• _Description of the task_
For each entry that follows, produce an exact copy.

• _Referring expression data_
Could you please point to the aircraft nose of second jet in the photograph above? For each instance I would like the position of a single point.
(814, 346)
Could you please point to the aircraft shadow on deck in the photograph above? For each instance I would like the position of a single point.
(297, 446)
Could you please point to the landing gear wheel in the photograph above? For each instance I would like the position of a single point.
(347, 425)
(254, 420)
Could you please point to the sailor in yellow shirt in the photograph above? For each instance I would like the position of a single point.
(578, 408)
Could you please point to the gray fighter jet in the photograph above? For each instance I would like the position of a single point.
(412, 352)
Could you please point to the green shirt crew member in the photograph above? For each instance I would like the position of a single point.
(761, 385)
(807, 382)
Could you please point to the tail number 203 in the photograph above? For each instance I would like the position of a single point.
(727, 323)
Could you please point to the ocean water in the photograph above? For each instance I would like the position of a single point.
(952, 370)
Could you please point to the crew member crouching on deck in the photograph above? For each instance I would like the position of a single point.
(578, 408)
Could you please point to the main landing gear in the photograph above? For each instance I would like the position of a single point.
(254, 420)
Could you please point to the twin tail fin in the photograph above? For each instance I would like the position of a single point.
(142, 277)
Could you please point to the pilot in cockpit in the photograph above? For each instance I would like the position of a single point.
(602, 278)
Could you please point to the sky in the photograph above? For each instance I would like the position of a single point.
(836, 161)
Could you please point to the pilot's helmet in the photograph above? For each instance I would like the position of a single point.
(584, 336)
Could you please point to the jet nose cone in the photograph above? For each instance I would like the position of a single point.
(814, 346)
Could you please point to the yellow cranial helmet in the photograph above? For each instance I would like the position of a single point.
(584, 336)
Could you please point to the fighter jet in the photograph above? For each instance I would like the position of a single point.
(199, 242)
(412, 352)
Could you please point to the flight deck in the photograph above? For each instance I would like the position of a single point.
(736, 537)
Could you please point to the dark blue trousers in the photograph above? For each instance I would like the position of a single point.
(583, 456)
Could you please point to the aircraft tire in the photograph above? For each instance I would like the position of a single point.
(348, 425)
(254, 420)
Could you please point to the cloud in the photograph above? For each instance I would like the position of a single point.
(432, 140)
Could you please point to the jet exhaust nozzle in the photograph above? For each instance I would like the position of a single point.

• _Your response_
Could you please point to the aircraft nose of second jet in the photograph above? For each instance I would like the position of a single point.
(814, 346)
Could you please point to the aircraft shadow on deck in the photograph above? For each instance I would like the position of a single point.
(297, 446)
Could you please point to the landing gear wheel in the photograph above? For each instance I would like the position of a single point.
(347, 425)
(254, 420)
Could you please point to the sailor in yellow shirt in the photograph above? For each instance I would like the position of a single point.
(578, 408)
Could you please point to the gray fighter jet in the photograph above? For each instance I would like the position of a single point.
(412, 352)
Could you please point to the green shirt crew member in the photograph above? For each instance I would like the position of a single point.
(761, 385)
(807, 382)
Could you please point to the tail number 203 in the photograph above? For each instance I would like the position of a single point.
(727, 323)
Could you please point to the ocean water in the photograph above? For each instance I would like the position of a single point.
(952, 370)
Could you please point to the crew member crouching on deck in the photograph above? For each instance I would like the position of a single point.
(578, 408)
Could you please point to the main landing gear in the photograph above? For each instance I would like the position of a single point.
(254, 420)
Could you please point to the twin tail fin in the photograph above? For each instance I would like the position of a single point.
(142, 277)
Could you please point to the pilot in cockpit in the photograph above? For each instance I would like the position of a single point.
(602, 278)
Could you please point to the sky in the photograph above? For each instance I would like the position of a single point.
(836, 161)
Could you please point to the pilot's helmet in the photograph above? For each instance I would like the position of a single point.
(584, 336)
Could you please point to the jet nose cone in the photograph above? For each instance I would like the position of a single point.
(814, 346)
Could you please point to the yellow cranial helmet in the photograph above? For each instance I would like the position of a single point.
(584, 336)
Could you please point to the fighter jet in the photograph above? For each instance I would like the position of a single point.
(199, 242)
(412, 352)
Could you please point to the flight deck in the photograph above? For each instance I would like the position of a single point.
(736, 537)
Could you please point to the dark blue trousers in the photograph above? For each instance I would like the position of a single point.
(583, 456)
Could you please point to the aircraft tire in the photograph above? For each instance I would like the position of a single point.
(348, 425)
(254, 420)
Could you please point to the cloud in the photograph above? For each instance I would like the position of a single point.
(432, 140)
Could you please point to the jet exhaust nozzle in the photograph above? For each instance I would like the position of a single point.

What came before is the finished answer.